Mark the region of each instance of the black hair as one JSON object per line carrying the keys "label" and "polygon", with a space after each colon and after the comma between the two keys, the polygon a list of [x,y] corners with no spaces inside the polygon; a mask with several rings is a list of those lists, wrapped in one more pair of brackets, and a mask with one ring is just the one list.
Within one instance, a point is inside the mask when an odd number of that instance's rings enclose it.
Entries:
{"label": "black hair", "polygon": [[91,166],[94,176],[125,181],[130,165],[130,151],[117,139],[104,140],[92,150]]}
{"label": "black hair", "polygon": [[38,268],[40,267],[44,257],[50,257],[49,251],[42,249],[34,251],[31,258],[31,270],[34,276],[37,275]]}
* * *
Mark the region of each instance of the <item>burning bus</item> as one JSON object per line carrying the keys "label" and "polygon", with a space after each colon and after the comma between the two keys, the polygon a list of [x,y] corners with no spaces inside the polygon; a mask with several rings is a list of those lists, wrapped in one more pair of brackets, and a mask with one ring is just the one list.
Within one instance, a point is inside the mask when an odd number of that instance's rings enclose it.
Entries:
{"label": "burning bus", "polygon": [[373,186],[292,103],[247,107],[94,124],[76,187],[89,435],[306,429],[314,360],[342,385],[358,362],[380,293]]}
* * *
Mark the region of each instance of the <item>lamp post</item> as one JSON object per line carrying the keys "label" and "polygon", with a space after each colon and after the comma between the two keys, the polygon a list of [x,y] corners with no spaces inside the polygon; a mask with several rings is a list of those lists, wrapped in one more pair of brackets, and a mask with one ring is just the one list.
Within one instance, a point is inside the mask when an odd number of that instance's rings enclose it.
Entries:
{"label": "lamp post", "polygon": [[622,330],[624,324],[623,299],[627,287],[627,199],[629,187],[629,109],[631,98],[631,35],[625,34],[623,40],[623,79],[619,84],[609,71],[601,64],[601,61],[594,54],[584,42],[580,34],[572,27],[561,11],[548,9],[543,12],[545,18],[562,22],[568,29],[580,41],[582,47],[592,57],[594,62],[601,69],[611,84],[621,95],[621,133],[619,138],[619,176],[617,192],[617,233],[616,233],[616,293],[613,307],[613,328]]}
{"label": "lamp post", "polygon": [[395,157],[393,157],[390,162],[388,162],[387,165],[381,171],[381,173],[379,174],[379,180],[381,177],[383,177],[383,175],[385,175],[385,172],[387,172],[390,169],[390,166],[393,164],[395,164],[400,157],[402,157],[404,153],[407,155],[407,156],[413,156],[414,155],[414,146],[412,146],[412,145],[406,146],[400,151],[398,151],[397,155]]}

* [Written request]:
Collect every line from the rows above that contains the string "object", treating uppercase and lowercase letters as distinct.

* [Response]:
Mark the region of each instance of the black hair as one JSON object per line carrying the keys "label" and "polygon", with a space after each colon and after the comma between the two keys, the polygon a list of [x,y] corners with no spaces inside the polygon; a mask with several rings is a list of those lists, wrapped in one more pair of brackets, and a mask with one ring is just the one list.
Mark the region of each instance of the <item>burning bus</item> as one JSON object per line carrying the keys "label" and "polygon", with a space after each colon and after the comma between the two keys, the polygon a list of [x,y] corners with no spaces inside the polygon; a mask with several rings is a list of those lists, wrapped in one more pair of brackets, and a mask with one ring is just the one list.
Mark the region of each instance of the <item>lamp post</item> as one JSON object per line carrying the keys "label" and "polygon", with a space after each colon and after the comma between the two keys, the polygon a list of [x,y] corners with no spaces inside the polygon; a mask with several rings is a list of those lists, wrapped in one more pair of brackets, and a mask with one ring is just the one list.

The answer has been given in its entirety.